____ Text block
The first winter I lived here I experienced something remarkably annoying, something that flustered me so much I absolutely dread having to face it when it occurs.  This something could literally ruin my day.  This something is how the city handles heavy snow fall… or, rather, how they mismanage heavy snowfall.  Essentially here’s what happens.

Day 1:  Mother nature unleashes a fury of ill tempered wind and snow.  You get cold feet and a runny nose, and then dread having to shovel your walk.

Day 2:  You think about shoveling your walk, but get lazy.  Coincidentally, the city feels the same way about plowing  the streets.

Day 3:  You shovel your walk and, if you’re responsible, you throw down either some salt or some sand so that the mail man doesn’t kill himself when he’s delivering the latest issue of the Sears Canada Catalog.  The city sends out the plows.

Day 4:  Your car slides uncontrollably out of control into oncoming traffic but, calling on the evasive maneuvering powers of Mr. Zulu you avoid catastrophe and regain control of your vessel.

Day 5:  You repeat day 4 and thus decide it’s best to just walk everywhere.

Day 6:  The city decides to throw down some salt or some sand so that its fine citizens don’t kill themselves when delivering themselves and their families to their destinations.

It’s Day 3 that drives me absolutely batty.  The city always plows the streets on these big snow days, but in doing so they leave huge stretches of sheer ice.  The roads will often be far worse afterwards than if they had simply left the loose snow.  It usually takes the city a good couple more days before they unleash their army of dump trucks and spread sand on all the roads so that our cars actually have some traction and stop at red lights.  What bothers me about this isn’t the fact that it’s so hard to drive, it’s that the city didn’t finish the job when they should have, and it makes my “user experience” one of pain, anxiety, and in the worst case scenario, fiscally expensive.

Why the city doesn’t dump sand immediately after plowing the streets is a mystery to me.  They must be able to foresee the road conditions they’re creating when they plow, so why not do something about it?  Why wait so long afterwards?  It’s obvious that the people using the roads will require traction, so why not give them traction instead of making them wait in pain for it?

The software industry is chalk full of similar examples.  For instance, at my previous job our flagship product was a retail Point-of-Sale system.  One of my projects was to integrate the services provided by Flipswap directly into our product so that our customers (wireless retail stores) could increase their revenue for doing practically nothing.  Sounds great (and it is – free money!), however, for our first release we didn’t include any reporting or ways of reconciling these types of transactions.  This is an odd thing to do considering our flagship product’s claim to fame is the ability to track and reconcile practically everything in the world.
________
**Prompt 1**
In the snow-removal post, copy the passage from "The first winter" to "out the plows.", but replace "mail man" with "mail carrier".
**Prompt 2**
According to the snow-removal post, what was the flagship product at the writer's previous job?
**Prompt 3**
Condense the paragraph of the snow-removal post that begins "It’s Day 3 that drives me" into a shorter version that keeps its main facts.
____ Data
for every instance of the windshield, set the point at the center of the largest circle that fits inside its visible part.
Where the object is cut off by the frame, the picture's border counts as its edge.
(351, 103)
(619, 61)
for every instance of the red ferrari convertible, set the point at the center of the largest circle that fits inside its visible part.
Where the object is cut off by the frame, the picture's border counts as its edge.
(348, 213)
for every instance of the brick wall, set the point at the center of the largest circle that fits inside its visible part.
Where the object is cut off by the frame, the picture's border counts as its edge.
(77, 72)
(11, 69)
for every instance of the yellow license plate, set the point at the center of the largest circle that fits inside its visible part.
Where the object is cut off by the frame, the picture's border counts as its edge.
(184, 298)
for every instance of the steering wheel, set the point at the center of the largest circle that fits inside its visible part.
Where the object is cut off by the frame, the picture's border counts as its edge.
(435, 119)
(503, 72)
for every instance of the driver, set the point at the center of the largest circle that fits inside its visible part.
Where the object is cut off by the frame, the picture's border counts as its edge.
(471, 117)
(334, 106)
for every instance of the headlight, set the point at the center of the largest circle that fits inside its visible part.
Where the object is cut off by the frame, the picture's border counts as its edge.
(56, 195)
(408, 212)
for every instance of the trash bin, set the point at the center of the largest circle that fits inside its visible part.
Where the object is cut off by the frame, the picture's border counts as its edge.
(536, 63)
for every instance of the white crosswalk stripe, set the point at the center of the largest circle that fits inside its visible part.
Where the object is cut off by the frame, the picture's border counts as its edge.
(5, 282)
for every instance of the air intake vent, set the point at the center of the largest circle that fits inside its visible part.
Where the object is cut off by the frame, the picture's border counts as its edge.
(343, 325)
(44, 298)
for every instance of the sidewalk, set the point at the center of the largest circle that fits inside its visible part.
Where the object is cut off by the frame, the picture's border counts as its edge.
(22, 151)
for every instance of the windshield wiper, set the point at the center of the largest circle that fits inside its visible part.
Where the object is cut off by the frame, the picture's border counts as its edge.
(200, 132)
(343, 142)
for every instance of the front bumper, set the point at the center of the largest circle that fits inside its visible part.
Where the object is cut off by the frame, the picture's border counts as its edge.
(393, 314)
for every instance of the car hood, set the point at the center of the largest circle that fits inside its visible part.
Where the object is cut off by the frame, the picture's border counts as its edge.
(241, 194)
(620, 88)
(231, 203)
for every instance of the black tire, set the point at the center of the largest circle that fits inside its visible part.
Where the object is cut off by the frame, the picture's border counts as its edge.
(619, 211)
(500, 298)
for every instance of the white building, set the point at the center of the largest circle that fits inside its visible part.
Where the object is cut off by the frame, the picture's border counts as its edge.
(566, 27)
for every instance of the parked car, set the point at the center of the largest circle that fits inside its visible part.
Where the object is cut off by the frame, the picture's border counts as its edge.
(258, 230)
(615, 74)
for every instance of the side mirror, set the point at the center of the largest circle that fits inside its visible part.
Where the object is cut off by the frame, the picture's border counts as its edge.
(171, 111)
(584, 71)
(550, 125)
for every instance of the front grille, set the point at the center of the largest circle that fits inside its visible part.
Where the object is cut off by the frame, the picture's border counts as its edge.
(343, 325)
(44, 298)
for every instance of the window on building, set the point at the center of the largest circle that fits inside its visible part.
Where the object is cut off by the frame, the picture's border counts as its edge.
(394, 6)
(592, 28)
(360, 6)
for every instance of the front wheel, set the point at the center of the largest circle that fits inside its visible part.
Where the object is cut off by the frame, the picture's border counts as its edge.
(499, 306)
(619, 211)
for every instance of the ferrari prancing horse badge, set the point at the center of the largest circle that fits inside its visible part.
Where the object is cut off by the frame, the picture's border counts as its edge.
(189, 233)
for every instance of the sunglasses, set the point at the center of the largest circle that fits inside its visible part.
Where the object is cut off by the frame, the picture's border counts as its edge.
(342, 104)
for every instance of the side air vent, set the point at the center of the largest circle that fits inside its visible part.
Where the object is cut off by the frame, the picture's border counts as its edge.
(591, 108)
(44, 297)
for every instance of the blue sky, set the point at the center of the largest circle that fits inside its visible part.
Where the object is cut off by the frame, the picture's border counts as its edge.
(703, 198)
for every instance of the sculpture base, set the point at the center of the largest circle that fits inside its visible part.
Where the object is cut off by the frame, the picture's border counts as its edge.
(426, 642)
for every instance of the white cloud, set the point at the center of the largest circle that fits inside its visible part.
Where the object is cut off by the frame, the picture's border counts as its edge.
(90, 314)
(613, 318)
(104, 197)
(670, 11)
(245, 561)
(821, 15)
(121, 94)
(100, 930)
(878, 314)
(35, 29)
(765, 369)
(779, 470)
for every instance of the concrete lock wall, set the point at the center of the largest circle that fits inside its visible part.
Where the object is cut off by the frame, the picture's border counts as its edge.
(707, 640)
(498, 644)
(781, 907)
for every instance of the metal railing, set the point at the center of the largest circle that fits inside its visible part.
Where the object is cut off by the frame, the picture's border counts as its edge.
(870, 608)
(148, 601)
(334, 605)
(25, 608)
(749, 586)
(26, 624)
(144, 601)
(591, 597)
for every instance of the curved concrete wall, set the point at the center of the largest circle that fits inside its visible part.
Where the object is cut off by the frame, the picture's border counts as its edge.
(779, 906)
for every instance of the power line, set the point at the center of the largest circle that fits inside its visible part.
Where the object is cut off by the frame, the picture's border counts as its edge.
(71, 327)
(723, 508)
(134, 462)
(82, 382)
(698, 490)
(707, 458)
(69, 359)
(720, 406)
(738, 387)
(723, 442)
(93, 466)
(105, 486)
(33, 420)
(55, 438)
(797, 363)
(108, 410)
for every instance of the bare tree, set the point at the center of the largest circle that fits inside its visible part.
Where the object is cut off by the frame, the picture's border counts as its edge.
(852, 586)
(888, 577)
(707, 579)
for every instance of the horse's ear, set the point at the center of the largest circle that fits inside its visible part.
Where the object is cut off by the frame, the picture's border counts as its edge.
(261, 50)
________
**Exercise answer 1**
The first winter I lived here I experienced something remarkably annoying, something that flustered me so much I absolutely dread having to face it when it occurs.  This something could literally ruin my day.  This something is how the city handles heavy snow fall… or, rather, how they mismanage heavy snowfall.  Essentially here’s what happens.

Day 1:  Mother nature unleashes a fury of ill tempered wind and snow.  You get cold feet and a runny nose, and then dread having to shovel your walk.

Day 2:  You think about shoveling your walk, but get lazy.  Coincidentally, the city feels the same way about plowing  the streets.

Day 3:  You shovel your walk and, if you’re responsible, you throw down either some salt or some sand so that the mail carrier doesn’t kill himself when he’s delivering the latest issue of the Sears Canada Catalog.  The city sends out the plows.

**Exercise answer 2**
A retail Point-of-Sale system.

**Exercise answer 3**
The city plows the streets after big snowfalls but leaves long stretches of sheer ice, often making the roads worse than loose snow would. It usually takes a couple more days before dump trucks spread sand so cars get traction and can stop at red lights. The main complaint is not that driving is hard but that the city doesn't finish the job when it should. That makes the experience painful and stressful, and in the worst case expensive.